SUPPLIED TEXT =
--- START ---

ERROR: Repository not found.
fatal: Could not read from remote repository.

Please make sure you have the correct access rights
and the repository exists.

This is because you are using git with the wrong SSH key, so you are blocked from seeing or pushing to a private ssh secure repository.

You can solve this problem by creating a git config file and configuring it to use a specific SSH key when you are interacting with a specific website, say only using id_work.rsa when accessing github.com, but now you've hit a different problem, which is that your personal repositories hosted on the same website are now not accessible because your work SSH key is different from your personal SSH key.

You feel balder by the minute. Enter git-ssh, a very simple shell script to help you keep your remaining hair on your head.

Example

For example, lets say you have 2 different ssh keys at $HOME/.ssh

id_git_personal and id_git_company

To make git use your personal id for a project, creat it via

$ git-ssh create personal $HOME/.ssh/id_git_personal

and then use it by eval'ing the output of the export command:

$ eval "$(git-ssh export personal)"

This will load up your environment with the following:

export GIT_SSH_COMMAND='ssh -F "$HOME/.config/git-ssh/personal.2"'

which, when used by git will load up ssh with the IdentityFile of id_git_personal

To switch to your company key when accessing company repositories, create it and then export it just like you did your personal. It's that simple!

$ git-ssh create work $HOME/.ssh/id_git_company
$ eval "$(git-ssh export work)"

Some more fun

git has a fun feature in certain environments where, if a program on your $PATH starts with git-*, like git-ssh, you can call it as git ssh on the CLI.

This allows it to feel like just another git subcommand, and works with all of the git-ssh commands:

You can automatically add your target key to the running ssh-agent by passing the -a or --add option to git-ssh export

$ git ssh create test ~/.ssh/id_my_test.rsa
$ git ssh export test
export GIT_SSH_COMMAND='ssh -F "$HOME/.config/git-ssh/test.2"'
$ eval "$(git ssh export test)"

Usage and Options

create <config> <path>      Create a new <config> pointing to file name <path>
delete <config>             Delete a <config>
list [--verbose]            List all configs in CONFIG_DIR

export <config> [-a|--add]  Export a config into the environment as GIT_SSH_COMMAND
reset                       Reset GIT_SSH_COMMAND, unsetting an exported configs

help | -h | --help          This help
version | -v | --version    Display application version

Configuration

Configuration files are just plain ssh_config files that have, by default, a couple of options preset. The config files apply by default to all hosts and have a specific IdentityFile noted. The IdentitiesOnly option is on, meaning that only the IdentityFile specified can be used. One can override these settings by editing the generated config file directly.

NOTE: If you edit the config file, it may be over-written by a future major version update to git-ssh

CONFIG files are by default searched for in ${XDG_CONFIG_HOME}/git-ssh

Issues

Check the issues page on GitHub for any notes about outstanding or existing issues. If you encounter a problem with git-ssh of which no such issue already exists please feel free to help the developer by creating an issue ticket.

License

GPLv2

  Copyright (C) 2023  pyamsoft

  This program is free software; you can redistribute it and/or
  modify it under the terms of the GNU General Public License
  as published by the Free Software Foundation; either version 2
  of the License, or (at your option) any later version.

  This program is distributed in the hope that it will be useful,
  but WITHOUT ANY WARRANTY; without even the implied warranty of
  MERCHANTABILITY or FITNESS FOR A PARTICULAR PURPOSE.  See the
  GNU General Public License for more details.

  You should have received a copy of the GNU General Public License
  along with this program; if not, write to the Free Software Foundation, Inc.,
  51 Franklin Street, Fifth Floor, Boston, MA  02110-1301, USA.

--- END ---

GIVEN DATA =
--- START ---

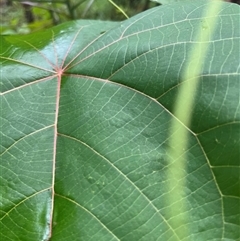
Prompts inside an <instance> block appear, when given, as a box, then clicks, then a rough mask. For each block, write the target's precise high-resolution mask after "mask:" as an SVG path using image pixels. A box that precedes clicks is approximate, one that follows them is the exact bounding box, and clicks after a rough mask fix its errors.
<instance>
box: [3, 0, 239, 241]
mask: <svg viewBox="0 0 240 241" xmlns="http://www.w3.org/2000/svg"><path fill="white" fill-rule="evenodd" d="M206 3H207V1H196V2H195V1H192V2H188V3H184V4H183V3H181V4H180V3H179V4H175V5H166V6H161V7H157V8H154V9H151V10H149V11H146V12H144V13H142V14H139V15H137V16H135V17H133V18H131V19H129V20H126V21H124V22H122V23H114V22H103V21H87V20H80V21H75V22H69V23H65V24H63V25H60V26H57V27H54V28H52V29H49V30H45V31H43V32H39V33H34V34H31V35H27V36H17V38H16V37H14V36H13V37H10V36H5V37H3V36H2V37H1V39H0V41H1V55H0V61H1V62H0V63H1V65H0V67H1V70H0V71H1V72H0V73H1V76H0V78H1V79H0V81H1V82H0V92H1V122H0V123H1V124H0V125H1V146H0V148H1V159H0V161H1V162H0V168H1V173H0V174H1V175H0V185H1V186H0V187H1V199H0V200H1V201H0V205H1V207H0V220H1V221H0V230H1V232H0V237H1V239H2V240H6V241H8V240H14V241H15V240H21V241H28V240H30V241H33V240H52V241H55V240H56V241H60V240H64V241H67V240H87V241H91V240H93V241H95V240H99V241H111V240H121V241H125V240H126V241H129V240H133V241H135V240H136V241H138V240H160V241H162V240H164V241H165V240H167V241H175V240H200V241H203V240H233V241H235V240H240V232H239V230H240V209H239V207H240V186H239V185H240V180H239V179H240V178H239V176H240V175H239V173H240V169H239V168H240V148H239V146H240V145H239V144H240V138H239V137H240V128H239V127H240V94H239V90H240V65H239V53H240V41H239V37H240V24H239V23H240V14H239V13H240V10H239V7H238V6H237V5H232V4H228V3H224V4H223V5H222V8H221V10H220V12H219V15H218V21H217V25H216V29H215V32H214V34H213V37H212V40H211V41H209V51H208V53H207V56H206V58H205V61H204V64H203V67H202V70H201V75H200V76H199V86H198V89H197V92H196V98H195V102H194V108H193V110H192V113H191V115H192V121H191V123H190V125H189V126H186V125H184V123H182V122H181V121H179V120H178V119H177V118H176V117H175V116H174V114H173V110H174V105H175V103H176V98H177V93H178V91H179V88H181V84H182V75H183V70H184V68H185V67H186V60H187V59H188V56H189V53H190V50H191V48H192V46H193V45H194V43H195V36H196V34H197V31H198V30H199V28H207V27H208V22H207V21H205V20H204V21H203V20H202V19H201V16H202V14H203V12H204V11H205V9H206V5H207V4H206ZM209 21H210V20H209ZM188 81H191V80H188ZM172 119H176V121H178V125H179V126H184V127H185V128H186V129H187V131H188V133H189V135H188V146H187V149H186V150H185V154H186V159H185V163H184V165H185V166H184V173H185V175H184V186H183V187H182V189H183V190H182V191H183V192H184V193H185V196H184V198H183V200H174V201H173V200H171V201H169V200H168V199H167V197H168V195H169V193H170V194H171V193H174V192H178V191H179V190H176V189H173V190H169V189H168V187H169V183H172V182H177V181H178V180H173V179H169V176H168V168H169V166H170V165H171V163H169V161H168V156H169V153H168V140H169V134H170V124H171V121H172ZM180 139H181V138H180ZM174 161H175V162H177V161H178V160H174ZM177 171H178V170H176V172H177ZM182 202H184V203H185V206H186V210H185V213H182V212H181V207H179V210H180V211H179V212H178V213H176V214H175V215H172V216H169V212H170V209H171V208H172V207H178V206H180V204H181V203H182ZM185 217H187V219H186V218H185ZM175 218H178V220H179V219H180V220H181V223H179V225H176V222H174V220H175ZM182 229H186V230H187V232H185V234H186V233H187V235H186V236H184V235H182ZM50 236H51V238H50Z"/></svg>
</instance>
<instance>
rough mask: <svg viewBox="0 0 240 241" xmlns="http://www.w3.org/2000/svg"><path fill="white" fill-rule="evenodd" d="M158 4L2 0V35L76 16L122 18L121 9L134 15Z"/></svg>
mask: <svg viewBox="0 0 240 241" xmlns="http://www.w3.org/2000/svg"><path fill="white" fill-rule="evenodd" d="M114 4H116V5H117V7H116V6H114ZM156 5H159V4H157V3H154V2H151V1H149V0H31V1H22V0H0V21H1V22H0V24H1V27H0V34H26V33H30V32H34V31H37V30H40V29H44V28H48V27H51V26H53V25H57V24H60V23H62V22H65V21H69V20H74V19H101V20H113V21H121V20H124V19H126V16H125V15H124V14H123V13H122V12H121V11H124V13H125V14H126V15H127V16H129V17H131V16H133V15H136V14H137V13H139V12H142V11H144V10H147V9H149V8H152V7H154V6H156ZM119 8H120V9H121V10H120V9H119Z"/></svg>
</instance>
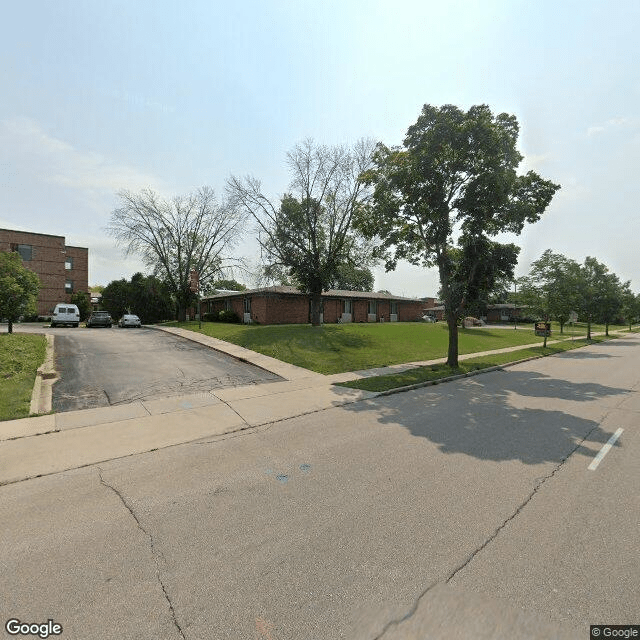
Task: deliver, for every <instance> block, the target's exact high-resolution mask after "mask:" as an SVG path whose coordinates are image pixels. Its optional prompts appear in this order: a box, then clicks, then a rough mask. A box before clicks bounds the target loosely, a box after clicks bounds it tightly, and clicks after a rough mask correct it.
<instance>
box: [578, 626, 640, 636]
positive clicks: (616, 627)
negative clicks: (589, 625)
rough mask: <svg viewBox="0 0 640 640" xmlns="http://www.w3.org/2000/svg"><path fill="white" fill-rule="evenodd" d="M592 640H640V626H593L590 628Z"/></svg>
mask: <svg viewBox="0 0 640 640" xmlns="http://www.w3.org/2000/svg"><path fill="white" fill-rule="evenodd" d="M589 631H590V635H589V637H590V638H591V639H592V640H600V638H638V639H639V640H640V624H592V625H591V626H590V627H589Z"/></svg>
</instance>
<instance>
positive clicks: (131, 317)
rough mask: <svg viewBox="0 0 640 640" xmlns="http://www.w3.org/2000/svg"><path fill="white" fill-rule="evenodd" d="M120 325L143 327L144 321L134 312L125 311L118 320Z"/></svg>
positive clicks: (120, 325)
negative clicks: (142, 325) (124, 313)
mask: <svg viewBox="0 0 640 640" xmlns="http://www.w3.org/2000/svg"><path fill="white" fill-rule="evenodd" d="M118 326H119V327H141V326H142V322H140V318H138V316H136V315H134V314H132V313H125V314H124V315H123V316H122V318H120V320H118Z"/></svg>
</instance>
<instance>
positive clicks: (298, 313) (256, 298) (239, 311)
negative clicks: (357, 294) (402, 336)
mask: <svg viewBox="0 0 640 640" xmlns="http://www.w3.org/2000/svg"><path fill="white" fill-rule="evenodd" d="M249 296H250V297H251V319H252V320H253V321H254V322H259V323H260V324H307V323H309V322H310V321H311V319H310V316H309V297H308V296H306V295H291V294H285V293H273V292H265V293H260V292H258V293H253V294H249ZM244 298H245V296H230V297H229V298H218V299H216V300H209V301H207V302H206V303H205V305H206V309H207V310H208V311H211V312H216V311H221V310H222V309H225V308H226V306H225V302H226V300H229V301H230V304H231V308H232V309H233V310H234V311H235V312H236V313H237V314H238V317H239V318H240V320H241V321H242V319H243V315H244ZM343 300H344V298H329V297H325V298H324V303H323V304H324V312H323V313H324V322H325V323H326V324H331V323H337V322H338V319H341V318H342V313H343ZM351 300H352V321H353V322H368V321H369V320H368V312H369V300H367V299H366V298H352V299H351ZM397 304H398V320H399V321H401V322H415V321H416V320H417V319H418V318H419V317H420V316H421V315H422V308H423V303H422V302H421V301H419V300H416V301H415V302H414V301H411V302H403V301H398V303H397ZM390 316H391V301H390V300H378V301H377V312H376V322H379V321H380V319H381V318H382V317H384V321H385V322H389V321H390Z"/></svg>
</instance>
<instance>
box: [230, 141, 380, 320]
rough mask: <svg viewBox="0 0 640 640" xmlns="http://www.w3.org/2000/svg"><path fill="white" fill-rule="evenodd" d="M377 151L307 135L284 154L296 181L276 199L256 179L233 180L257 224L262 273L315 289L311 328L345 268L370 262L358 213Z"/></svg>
mask: <svg viewBox="0 0 640 640" xmlns="http://www.w3.org/2000/svg"><path fill="white" fill-rule="evenodd" d="M372 152H373V144H372V143H370V142H368V141H364V140H363V141H360V142H359V143H357V144H356V145H354V146H353V147H352V148H350V149H347V148H345V147H326V146H321V145H316V144H315V143H314V142H313V141H311V140H306V141H305V142H303V143H302V144H299V145H298V146H296V147H295V148H294V149H293V151H291V152H289V154H288V155H287V160H288V164H289V168H290V170H291V175H292V180H291V183H290V184H289V191H288V193H287V194H285V195H284V196H283V197H282V198H281V199H280V200H279V201H278V202H272V201H271V200H270V199H269V198H267V197H266V196H265V195H264V194H263V192H262V188H261V185H260V182H259V181H258V180H256V179H255V178H245V179H244V180H242V179H239V178H236V177H234V176H232V177H231V178H230V179H229V181H228V192H229V194H230V196H231V198H232V201H233V202H235V203H237V204H238V205H239V206H240V207H241V208H242V209H243V210H244V211H246V212H248V213H249V214H250V215H251V216H252V217H253V219H254V220H255V221H256V223H257V226H258V232H259V235H258V240H259V243H260V247H261V250H262V257H263V262H264V263H265V267H266V269H265V275H267V276H269V275H274V274H279V275H280V276H285V277H286V278H287V279H289V278H290V279H291V281H293V282H296V283H298V286H299V288H300V290H302V291H305V292H307V293H309V294H310V297H311V323H312V324H313V325H314V326H318V325H319V324H320V313H321V311H322V292H323V291H326V290H327V289H329V288H331V284H332V283H333V282H334V281H335V279H336V278H337V277H338V274H339V269H340V267H341V266H342V265H345V264H351V265H358V266H359V267H363V266H364V267H366V266H368V265H369V263H370V259H371V251H370V249H369V246H368V245H367V243H365V242H363V240H362V238H361V237H360V236H359V235H358V234H357V233H355V232H354V229H353V218H354V214H355V212H356V210H357V209H358V207H360V206H362V204H363V203H364V202H365V201H366V199H367V197H368V194H369V190H368V189H367V188H366V187H365V185H364V184H363V182H362V180H361V179H360V175H361V174H362V172H363V171H365V169H367V168H368V167H369V166H370V163H371V154H372ZM282 279H283V278H282V277H280V280H282Z"/></svg>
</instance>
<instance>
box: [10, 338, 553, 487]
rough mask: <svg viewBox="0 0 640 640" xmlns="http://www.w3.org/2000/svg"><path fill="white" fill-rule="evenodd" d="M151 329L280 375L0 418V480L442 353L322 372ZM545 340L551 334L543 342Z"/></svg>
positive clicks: (267, 420) (158, 435)
mask: <svg viewBox="0 0 640 640" xmlns="http://www.w3.org/2000/svg"><path fill="white" fill-rule="evenodd" d="M157 329H159V330H162V331H165V332H167V333H172V334H174V335H178V336H181V337H183V338H186V339H188V340H191V341H193V342H198V343H200V344H203V345H206V346H208V347H210V348H212V349H215V350H217V351H221V352H223V353H226V354H228V355H231V356H233V357H235V358H238V359H239V360H241V361H243V362H248V363H251V364H253V365H256V366H258V367H261V368H262V369H265V370H267V371H270V372H273V373H276V374H278V375H279V376H281V377H283V378H285V381H283V382H270V383H267V384H257V385H249V386H243V387H229V388H225V389H215V390H212V391H210V392H208V393H198V394H193V395H186V396H178V397H170V398H165V399H159V400H149V401H138V402H133V403H130V404H122V405H116V406H111V407H102V408H98V409H86V410H82V411H71V412H65V413H57V414H51V415H44V416H38V417H32V418H23V419H20V420H12V421H7V422H2V423H0V459H1V460H2V461H3V463H2V466H1V467H0V485H2V484H8V483H13V482H19V481H21V480H25V479H28V478H33V477H37V476H41V475H47V474H51V473H58V472H61V471H65V470H68V469H75V468H79V467H83V466H87V465H91V464H96V463H98V462H103V461H106V460H112V459H114V458H120V457H124V456H129V455H134V454H138V453H144V452H146V451H152V450H155V449H160V448H164V447H170V446H175V445H178V444H183V443H186V442H193V441H197V440H201V439H204V438H210V437H215V436H220V435H223V434H225V433H232V432H234V431H240V430H243V429H249V428H254V427H258V426H262V425H265V424H269V423H272V422H276V421H279V420H284V419H287V418H293V417H297V416H301V415H305V414H308V413H314V412H316V411H321V410H323V409H328V408H331V407H337V406H341V405H344V404H349V403H352V402H358V401H360V400H364V399H367V398H372V397H375V396H377V395H378V394H377V393H372V392H368V391H360V390H355V389H347V388H344V387H337V386H335V383H336V382H344V381H347V380H354V379H358V378H363V377H371V376H377V375H386V374H390V373H398V372H400V371H406V370H408V369H412V368H415V367H418V366H424V365H431V364H437V363H442V362H445V360H446V359H445V358H439V359H436V360H428V361H424V362H412V363H408V364H403V365H393V366H389V367H379V368H376V369H370V370H367V371H355V372H349V373H340V374H335V375H329V376H324V375H322V374H318V373H314V372H312V371H309V370H307V369H303V368H301V367H296V366H294V365H291V364H288V363H286V362H281V361H280V360H276V359H274V358H270V357H268V356H264V355H262V354H260V353H256V352H254V351H251V350H249V349H245V348H243V347H239V346H237V345H234V344H231V343H228V342H224V341H222V340H218V339H216V338H210V337H208V336H205V335H202V334H199V333H195V332H192V331H187V330H185V329H179V328H175V327H157ZM553 342H559V341H557V340H556V341H549V342H548V344H552V343H553ZM537 345H539V343H535V345H534V346H537ZM527 346H532V345H524V346H518V347H509V348H506V349H499V350H496V351H488V352H485V353H480V354H478V353H474V354H469V355H463V356H460V359H461V360H463V359H466V358H472V357H477V356H482V355H485V354H489V353H500V352H506V351H517V350H519V349H524V348H527Z"/></svg>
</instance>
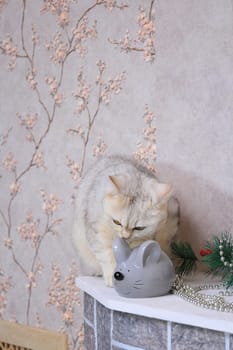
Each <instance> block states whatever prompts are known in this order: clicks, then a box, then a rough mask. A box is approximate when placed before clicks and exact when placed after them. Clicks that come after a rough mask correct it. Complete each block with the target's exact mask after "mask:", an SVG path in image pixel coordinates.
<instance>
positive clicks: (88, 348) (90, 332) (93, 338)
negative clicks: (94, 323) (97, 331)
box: [84, 322, 95, 350]
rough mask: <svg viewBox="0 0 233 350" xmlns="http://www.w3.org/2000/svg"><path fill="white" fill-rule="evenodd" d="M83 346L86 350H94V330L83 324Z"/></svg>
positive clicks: (88, 325)
mask: <svg viewBox="0 0 233 350" xmlns="http://www.w3.org/2000/svg"><path fill="white" fill-rule="evenodd" d="M84 346H85V348H86V349H87V350H95V333H94V329H93V328H92V327H90V326H89V325H88V324H87V323H86V322H84Z"/></svg>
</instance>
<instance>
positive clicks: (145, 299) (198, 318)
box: [76, 276, 233, 334]
mask: <svg viewBox="0 0 233 350" xmlns="http://www.w3.org/2000/svg"><path fill="white" fill-rule="evenodd" d="M204 281H205V282H206V279H205V280H204ZM202 283H203V280H202ZM76 285H77V287H78V288H80V289H81V290H82V291H83V292H86V293H87V294H89V295H91V296H92V297H93V298H94V299H96V300H97V301H99V302H100V303H101V304H102V305H104V306H105V307H106V308H108V309H110V310H115V311H121V312H126V313H129V314H134V315H139V316H145V317H150V318H155V319H160V320H164V321H170V322H175V323H180V324H185V325H190V326H196V327H201V328H207V329H212V330H215V331H221V332H225V333H231V334H233V313H227V312H220V311H213V310H206V309H204V308H201V307H198V306H195V305H193V304H191V303H189V302H187V301H184V300H182V299H181V298H180V297H178V296H176V295H172V294H169V295H165V296H162V297H156V298H142V299H135V298H124V297H121V296H119V295H118V294H117V293H116V291H115V289H114V288H108V287H106V286H105V284H104V281H103V279H102V278H100V277H86V276H81V277H77V278H76Z"/></svg>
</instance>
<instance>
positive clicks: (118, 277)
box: [114, 271, 125, 281]
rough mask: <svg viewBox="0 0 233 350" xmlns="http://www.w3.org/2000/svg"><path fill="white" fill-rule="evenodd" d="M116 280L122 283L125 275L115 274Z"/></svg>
mask: <svg viewBox="0 0 233 350" xmlns="http://www.w3.org/2000/svg"><path fill="white" fill-rule="evenodd" d="M114 278H115V279H116V280H117V281H122V280H123V279H124V278H125V276H124V275H123V273H121V272H119V271H117V272H115V273H114Z"/></svg>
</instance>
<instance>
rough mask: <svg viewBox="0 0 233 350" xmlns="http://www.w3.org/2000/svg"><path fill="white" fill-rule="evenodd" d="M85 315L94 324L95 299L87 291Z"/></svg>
mask: <svg viewBox="0 0 233 350" xmlns="http://www.w3.org/2000/svg"><path fill="white" fill-rule="evenodd" d="M84 316H85V317H86V318H87V319H88V320H89V321H90V322H91V323H92V324H94V299H93V298H92V297H91V296H90V295H89V294H87V293H84Z"/></svg>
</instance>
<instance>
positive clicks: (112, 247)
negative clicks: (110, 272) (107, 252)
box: [112, 237, 131, 264]
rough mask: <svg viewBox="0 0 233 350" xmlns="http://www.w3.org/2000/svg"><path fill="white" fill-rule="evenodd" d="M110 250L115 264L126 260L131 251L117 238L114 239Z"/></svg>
mask: <svg viewBox="0 0 233 350" xmlns="http://www.w3.org/2000/svg"><path fill="white" fill-rule="evenodd" d="M112 249H113V254H114V256H115V259H116V262H117V264H120V263H122V262H123V261H125V260H127V259H128V257H129V256H130V254H131V249H130V247H129V246H128V244H127V243H126V241H125V240H124V239H123V238H119V237H117V238H116V239H114V241H113V243H112Z"/></svg>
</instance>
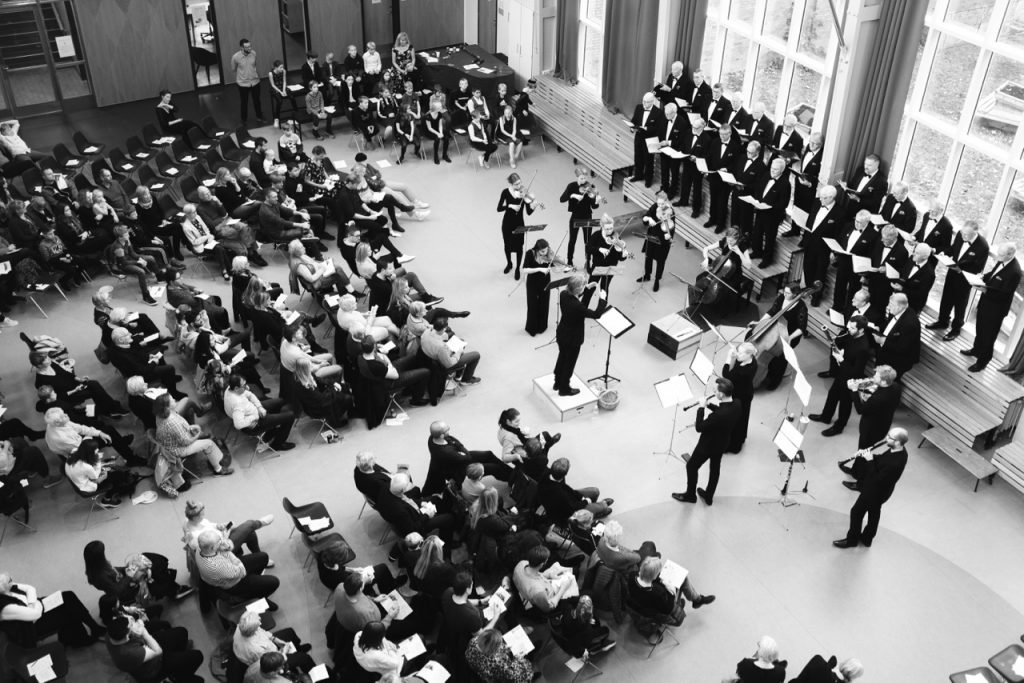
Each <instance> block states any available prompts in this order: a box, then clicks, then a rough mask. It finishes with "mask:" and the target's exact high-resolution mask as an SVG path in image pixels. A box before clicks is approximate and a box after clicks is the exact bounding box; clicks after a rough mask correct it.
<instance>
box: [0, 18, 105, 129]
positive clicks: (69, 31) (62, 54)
mask: <svg viewBox="0 0 1024 683" xmlns="http://www.w3.org/2000/svg"><path fill="white" fill-rule="evenodd" d="M91 95H92V86H91V84H90V83H89V76H88V73H87V70H86V68H85V56H84V54H83V52H82V47H81V43H80V37H79V34H78V24H77V22H76V20H75V10H74V7H73V6H72V3H71V2H69V1H68V0H55V1H51V2H41V3H37V4H32V5H26V4H20V5H13V6H7V7H5V6H3V5H0V113H4V114H9V115H12V116H15V117H25V116H35V115H40V114H52V113H55V112H60V111H62V110H63V109H65V108H67V106H69V105H74V104H85V103H89V102H91V100H92V96H91Z"/></svg>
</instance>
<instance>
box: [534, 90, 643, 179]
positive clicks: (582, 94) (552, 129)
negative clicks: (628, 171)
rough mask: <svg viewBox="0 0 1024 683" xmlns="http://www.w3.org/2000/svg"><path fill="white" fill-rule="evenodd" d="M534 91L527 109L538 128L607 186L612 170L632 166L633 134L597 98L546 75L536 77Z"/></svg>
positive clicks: (614, 169)
mask: <svg viewBox="0 0 1024 683" xmlns="http://www.w3.org/2000/svg"><path fill="white" fill-rule="evenodd" d="M534 95H535V96H534V98H532V100H534V103H532V105H531V106H530V112H532V114H534V117H535V118H536V119H537V122H538V124H540V126H541V131H540V132H541V133H543V134H544V135H547V136H548V138H549V139H550V140H552V141H553V142H554V143H555V144H556V145H558V147H559V148H560V150H564V151H566V152H568V153H569V154H571V155H572V158H573V160H580V161H582V162H583V163H584V164H586V165H587V166H588V167H589V168H590V169H591V171H593V172H594V174H595V175H596V176H597V177H599V178H601V179H603V180H605V181H607V183H608V187H609V188H611V187H613V186H614V184H615V174H617V173H625V172H626V171H627V170H629V169H631V168H632V167H633V134H632V133H631V132H630V131H629V129H628V128H627V127H626V125H625V124H623V123H622V119H620V118H617V117H614V116H612V115H611V114H610V113H608V112H607V111H606V110H605V109H604V105H603V104H602V103H601V102H600V101H598V100H596V99H594V98H591V97H588V96H587V94H586V93H583V92H582V91H581V90H580V89H579V88H574V87H571V86H569V85H566V84H564V83H562V82H560V81H557V80H555V79H553V78H551V77H549V76H543V77H541V78H539V79H538V83H537V89H536V90H535V91H534Z"/></svg>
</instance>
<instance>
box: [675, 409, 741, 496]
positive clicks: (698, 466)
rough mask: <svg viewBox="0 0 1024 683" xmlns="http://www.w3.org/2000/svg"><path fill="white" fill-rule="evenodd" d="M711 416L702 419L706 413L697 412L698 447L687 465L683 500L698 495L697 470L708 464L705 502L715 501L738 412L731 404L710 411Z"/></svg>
mask: <svg viewBox="0 0 1024 683" xmlns="http://www.w3.org/2000/svg"><path fill="white" fill-rule="evenodd" d="M708 410H709V411H711V412H710V414H708V415H707V416H706V415H705V409H703V408H698V409H697V421H696V424H695V425H694V429H696V430H697V433H698V434H700V438H699V439H697V444H696V446H694V449H693V453H691V454H690V459H689V461H688V462H687V463H686V496H687V497H688V498H693V497H695V496H696V493H697V476H698V474H699V472H700V467H701V466H702V465H703V464H705V463H706V462H708V461H711V468H710V471H709V473H708V487H707V488H706V489H705V493H706V496H707V500H708V501H709V502H711V501H712V500H713V499H714V498H715V489H717V488H718V477H719V473H720V472H721V468H722V455H723V454H724V453H725V451H726V449H728V447H729V443H730V441H731V440H732V431H733V429H735V426H736V422H737V421H738V420H739V417H740V412H741V409H740V407H739V404H738V403H736V401H734V400H730V401H729V402H727V403H722V404H721V405H718V407H709V409H708Z"/></svg>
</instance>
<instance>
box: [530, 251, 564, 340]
mask: <svg viewBox="0 0 1024 683" xmlns="http://www.w3.org/2000/svg"><path fill="white" fill-rule="evenodd" d="M553 266H561V267H567V266H568V264H567V263H565V262H564V261H562V260H561V259H559V258H558V257H557V256H556V255H555V253H554V251H553V250H552V249H551V246H550V245H549V244H548V241H547V240H538V241H537V242H536V243H535V244H534V248H532V249H530V250H529V251H527V252H526V257H525V259H524V260H523V264H522V271H523V272H525V273H526V332H528V333H529V336H530V337H532V336H534V335H538V334H541V333H542V332H544V331H545V330H547V329H548V309H549V307H550V303H551V293H550V292H549V291H548V289H547V287H548V283H550V282H551V268H552V267H553Z"/></svg>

--- END ---

PROBLEM A = According to the git-ssh text, what does having the IdentitiesOnly option on mean?
PROBLEM B = Summarize the git-ssh text in two sentences.
PROBLEM C = Copy out the stretch of the git-ssh text from "Check the issues" through "any later version.".

EXPECTED ANSWER A = Only the specified IdentityFile can be used.

EXPECTED ANSWER B = git-ssh is a very simple shell script that addresses git using the wrong SSH key by letting you create named configs, each pointing to a specific key file. Exporting a config sets GIT_SSH_COMMAND so that git loads ssh with that key, and the generated config files are plain ssh_config files with IdentitiesOnly turned on.

EXPECTED ANSWER C =
Check the issues page on GitHub for any notes about outstanding or existing issues. If you encounter a problem with git-ssh of which no such issue already exists please feel free to help the developer by creating an issue ticket.

License

GPLv2

  Copyright (C) 2023  pyamsoft

  This program is free software; you can redistribute it and/or
  modify it under the terms of the GNU General Public License
  as published by the Free Software Foundation; either version 2
  of the License, or (at your option) any later version.